● **ASSIGNMENT**
When you give the entries again, keep every word as it stands and drop the pictures.

=====

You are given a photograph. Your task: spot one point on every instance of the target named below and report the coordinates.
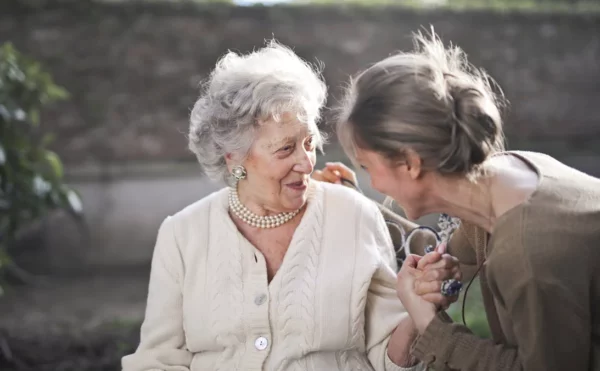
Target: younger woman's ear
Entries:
(413, 164)
(229, 161)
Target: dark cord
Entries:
(466, 291)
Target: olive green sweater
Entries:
(540, 282)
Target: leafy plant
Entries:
(31, 176)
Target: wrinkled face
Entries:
(279, 165)
(398, 181)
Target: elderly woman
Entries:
(275, 272)
(426, 126)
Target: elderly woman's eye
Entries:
(310, 142)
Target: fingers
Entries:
(441, 249)
(441, 274)
(440, 300)
(442, 262)
(343, 170)
(411, 261)
(429, 258)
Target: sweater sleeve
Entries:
(547, 306)
(162, 339)
(383, 310)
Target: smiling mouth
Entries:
(297, 185)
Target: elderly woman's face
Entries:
(279, 164)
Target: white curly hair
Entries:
(243, 91)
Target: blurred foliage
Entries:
(31, 176)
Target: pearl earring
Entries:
(239, 173)
(247, 216)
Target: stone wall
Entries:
(133, 70)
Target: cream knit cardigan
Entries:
(331, 306)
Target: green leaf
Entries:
(55, 164)
(74, 202)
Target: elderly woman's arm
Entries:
(162, 341)
(388, 328)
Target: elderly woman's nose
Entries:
(305, 162)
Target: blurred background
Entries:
(94, 103)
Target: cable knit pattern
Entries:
(226, 296)
(330, 307)
(298, 287)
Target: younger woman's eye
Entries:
(287, 148)
(310, 142)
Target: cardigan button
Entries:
(261, 343)
(260, 299)
(429, 359)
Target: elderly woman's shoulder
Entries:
(202, 207)
(343, 198)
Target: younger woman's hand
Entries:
(333, 172)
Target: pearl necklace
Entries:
(259, 221)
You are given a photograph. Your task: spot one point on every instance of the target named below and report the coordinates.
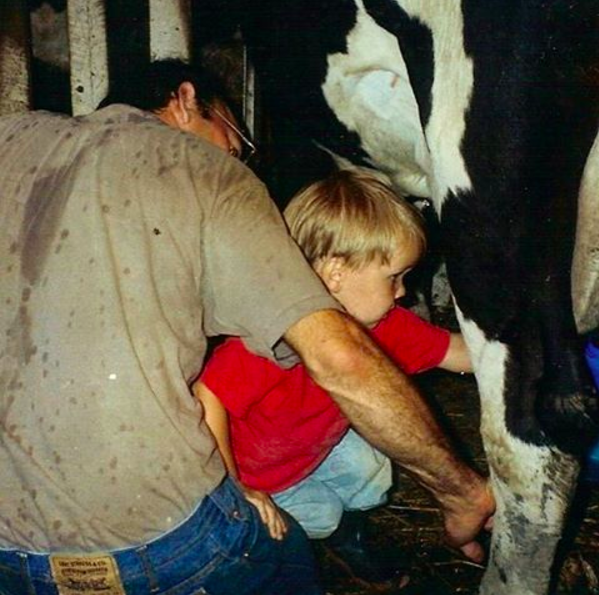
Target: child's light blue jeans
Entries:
(355, 476)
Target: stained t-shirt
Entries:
(124, 244)
(282, 424)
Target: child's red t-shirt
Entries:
(282, 424)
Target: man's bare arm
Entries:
(387, 409)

=====

● **EXERCISE RESULT**
You are given a photograph. Your task: spot one point on every instance of the target named below and report the coordinates.
Target: younger woman's ear
Entries:
(413, 164)
(229, 161)
Target: dark cord
Entries:
(466, 291)
Target: olive green sweater
Entries:
(540, 282)
Target: leafy plant
Entries:
(31, 176)
Target: wrinkled face
Entries:
(279, 165)
(398, 181)
Target: elderly woman
Entries:
(275, 272)
(426, 126)
Target: elderly woman's eye
Entries:
(310, 142)
Target: fingers
Entries:
(441, 249)
(441, 274)
(440, 300)
(442, 262)
(343, 170)
(411, 261)
(429, 258)
Target: sweater sleeve
Entries:
(547, 306)
(162, 339)
(383, 310)
Target: smiling mouth
Entries:
(297, 185)
Target: elderly woman's face
Entries:
(279, 164)
Target: white curly hair
Entries:
(243, 91)
Target: blurred foliage
Entries:
(31, 176)
Target: pearl earring
Entries:
(239, 173)
(247, 216)
Target: stone wall
Entries:
(133, 70)
Target: cream knit cardigan
Entries:
(331, 306)
Target: green leaf
Entries:
(55, 164)
(74, 202)
Target: elderly woman's arm
Entries:
(162, 341)
(388, 328)
Target: elderly woman's nose
Entries:
(305, 162)
Target: blurred background
Entries:
(94, 103)
Target: cable knit pattern
Entries:
(226, 296)
(330, 307)
(298, 287)
Target: younger woman's eye
Entries:
(287, 148)
(310, 142)
Target: cardigan button
Entries:
(261, 343)
(260, 299)
(429, 359)
Target: elderly woman's shoulder
Entries:
(202, 207)
(343, 198)
Target: younger woman's hand
Entries:
(333, 172)
Target: pearl necklace
Entries:
(259, 221)
You are given a photograph. Your task: spot one point on every instance of the target named below and report the coordinates.
Target: child's light blue jeans
Entries:
(355, 476)
Target: stained t-shirt
Entries:
(124, 244)
(282, 424)
Target: child's red t-shirt
Entries:
(282, 424)
Target: man's bare arm
Entries:
(387, 409)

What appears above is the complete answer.